[Una serie di dati]

----

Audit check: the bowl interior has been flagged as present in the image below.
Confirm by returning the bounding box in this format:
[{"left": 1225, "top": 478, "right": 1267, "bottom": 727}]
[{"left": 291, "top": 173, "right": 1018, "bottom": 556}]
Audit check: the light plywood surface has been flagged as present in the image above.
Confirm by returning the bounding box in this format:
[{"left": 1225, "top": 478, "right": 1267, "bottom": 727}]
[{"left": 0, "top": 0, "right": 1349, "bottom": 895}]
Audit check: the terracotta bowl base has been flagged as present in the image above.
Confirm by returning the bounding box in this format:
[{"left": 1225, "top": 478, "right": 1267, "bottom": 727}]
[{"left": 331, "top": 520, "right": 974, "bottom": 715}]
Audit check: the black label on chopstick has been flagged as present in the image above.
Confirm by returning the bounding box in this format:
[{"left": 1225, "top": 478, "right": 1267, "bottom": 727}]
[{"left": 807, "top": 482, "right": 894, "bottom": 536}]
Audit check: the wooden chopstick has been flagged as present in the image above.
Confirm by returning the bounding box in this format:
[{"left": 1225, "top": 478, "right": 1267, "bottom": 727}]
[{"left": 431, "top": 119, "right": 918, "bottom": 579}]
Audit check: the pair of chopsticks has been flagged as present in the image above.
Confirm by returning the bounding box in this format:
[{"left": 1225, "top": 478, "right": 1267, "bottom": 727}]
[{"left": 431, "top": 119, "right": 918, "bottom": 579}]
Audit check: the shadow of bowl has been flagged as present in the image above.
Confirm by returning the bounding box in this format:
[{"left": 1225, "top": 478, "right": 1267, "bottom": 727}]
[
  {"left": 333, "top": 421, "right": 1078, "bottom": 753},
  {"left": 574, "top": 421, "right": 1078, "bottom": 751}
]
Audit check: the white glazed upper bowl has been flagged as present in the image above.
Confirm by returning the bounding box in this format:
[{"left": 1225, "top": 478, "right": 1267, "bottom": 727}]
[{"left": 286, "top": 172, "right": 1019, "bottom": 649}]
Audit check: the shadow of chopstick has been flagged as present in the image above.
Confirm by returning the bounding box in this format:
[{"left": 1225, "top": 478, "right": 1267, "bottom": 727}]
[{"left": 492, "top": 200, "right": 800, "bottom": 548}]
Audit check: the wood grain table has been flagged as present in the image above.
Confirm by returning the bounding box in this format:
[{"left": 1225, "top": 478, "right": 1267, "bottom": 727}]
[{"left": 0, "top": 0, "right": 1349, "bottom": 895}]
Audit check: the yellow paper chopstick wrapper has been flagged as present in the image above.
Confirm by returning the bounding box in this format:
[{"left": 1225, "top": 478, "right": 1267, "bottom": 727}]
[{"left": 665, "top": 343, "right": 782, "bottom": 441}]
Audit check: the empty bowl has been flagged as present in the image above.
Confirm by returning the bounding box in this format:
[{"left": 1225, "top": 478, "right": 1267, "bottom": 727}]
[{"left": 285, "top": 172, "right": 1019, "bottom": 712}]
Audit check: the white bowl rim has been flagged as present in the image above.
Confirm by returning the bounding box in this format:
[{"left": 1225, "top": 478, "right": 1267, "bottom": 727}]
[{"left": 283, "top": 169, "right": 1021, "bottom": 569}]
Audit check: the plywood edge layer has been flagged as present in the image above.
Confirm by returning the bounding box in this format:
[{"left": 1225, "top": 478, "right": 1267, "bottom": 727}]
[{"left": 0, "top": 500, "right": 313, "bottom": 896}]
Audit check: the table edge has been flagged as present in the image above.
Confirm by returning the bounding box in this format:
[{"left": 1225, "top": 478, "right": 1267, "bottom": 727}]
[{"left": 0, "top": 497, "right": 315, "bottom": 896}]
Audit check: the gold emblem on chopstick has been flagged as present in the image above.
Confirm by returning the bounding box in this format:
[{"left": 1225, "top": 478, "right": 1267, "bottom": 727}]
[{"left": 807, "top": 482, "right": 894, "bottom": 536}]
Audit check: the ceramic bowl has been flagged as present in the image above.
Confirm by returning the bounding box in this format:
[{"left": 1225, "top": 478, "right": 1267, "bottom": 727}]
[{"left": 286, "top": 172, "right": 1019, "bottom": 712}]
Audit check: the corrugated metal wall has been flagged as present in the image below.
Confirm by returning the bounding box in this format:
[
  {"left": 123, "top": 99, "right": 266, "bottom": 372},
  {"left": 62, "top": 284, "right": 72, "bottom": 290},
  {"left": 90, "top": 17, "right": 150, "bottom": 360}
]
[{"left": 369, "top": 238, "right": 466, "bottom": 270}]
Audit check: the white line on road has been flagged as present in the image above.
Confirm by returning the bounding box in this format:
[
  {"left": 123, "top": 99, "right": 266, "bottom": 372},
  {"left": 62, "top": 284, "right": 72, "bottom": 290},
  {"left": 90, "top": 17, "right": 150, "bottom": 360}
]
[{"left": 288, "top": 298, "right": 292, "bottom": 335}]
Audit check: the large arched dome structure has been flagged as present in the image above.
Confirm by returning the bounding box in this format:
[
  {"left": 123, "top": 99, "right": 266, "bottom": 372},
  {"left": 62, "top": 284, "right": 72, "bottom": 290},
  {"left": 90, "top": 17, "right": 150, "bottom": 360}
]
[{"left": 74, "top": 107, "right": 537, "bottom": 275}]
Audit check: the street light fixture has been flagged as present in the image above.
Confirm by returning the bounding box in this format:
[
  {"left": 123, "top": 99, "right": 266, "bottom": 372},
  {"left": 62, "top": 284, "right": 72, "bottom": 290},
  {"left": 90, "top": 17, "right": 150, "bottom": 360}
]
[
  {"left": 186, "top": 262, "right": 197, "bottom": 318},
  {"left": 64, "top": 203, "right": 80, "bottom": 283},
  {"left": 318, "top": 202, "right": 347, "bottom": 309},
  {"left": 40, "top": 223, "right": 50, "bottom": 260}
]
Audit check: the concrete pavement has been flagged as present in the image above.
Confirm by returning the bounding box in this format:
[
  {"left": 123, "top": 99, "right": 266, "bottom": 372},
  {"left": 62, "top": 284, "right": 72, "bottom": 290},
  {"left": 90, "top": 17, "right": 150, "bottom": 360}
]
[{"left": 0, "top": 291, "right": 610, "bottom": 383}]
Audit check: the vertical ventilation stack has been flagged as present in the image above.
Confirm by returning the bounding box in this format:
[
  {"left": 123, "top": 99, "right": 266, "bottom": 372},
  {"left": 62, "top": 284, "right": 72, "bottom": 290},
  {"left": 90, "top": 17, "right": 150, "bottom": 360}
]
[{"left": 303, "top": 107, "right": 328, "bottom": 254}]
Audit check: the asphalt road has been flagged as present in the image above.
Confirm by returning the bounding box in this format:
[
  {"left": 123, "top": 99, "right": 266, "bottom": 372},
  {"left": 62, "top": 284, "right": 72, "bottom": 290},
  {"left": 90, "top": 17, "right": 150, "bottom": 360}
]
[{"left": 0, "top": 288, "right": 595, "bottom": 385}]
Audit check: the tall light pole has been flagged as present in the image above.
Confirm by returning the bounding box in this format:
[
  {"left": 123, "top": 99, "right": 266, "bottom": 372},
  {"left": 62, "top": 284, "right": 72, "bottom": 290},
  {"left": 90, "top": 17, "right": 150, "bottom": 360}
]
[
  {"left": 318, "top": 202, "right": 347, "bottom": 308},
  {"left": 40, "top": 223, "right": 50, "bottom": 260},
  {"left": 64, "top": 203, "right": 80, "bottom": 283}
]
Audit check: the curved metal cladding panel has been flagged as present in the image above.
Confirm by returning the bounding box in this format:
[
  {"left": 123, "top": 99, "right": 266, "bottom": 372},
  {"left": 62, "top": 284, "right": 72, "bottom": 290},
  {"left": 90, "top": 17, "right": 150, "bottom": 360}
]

----

**COMPITO DA SVOLGERE:** Trova nei dati qui sopra ogni riga che contiene la parola "road" e ricopiala.

**RISPOSTA AL COMPITO:**
Audit check: the white line on road has been flagged as present in the image above.
Audit check: the asphalt road has been flagged as present in the image above.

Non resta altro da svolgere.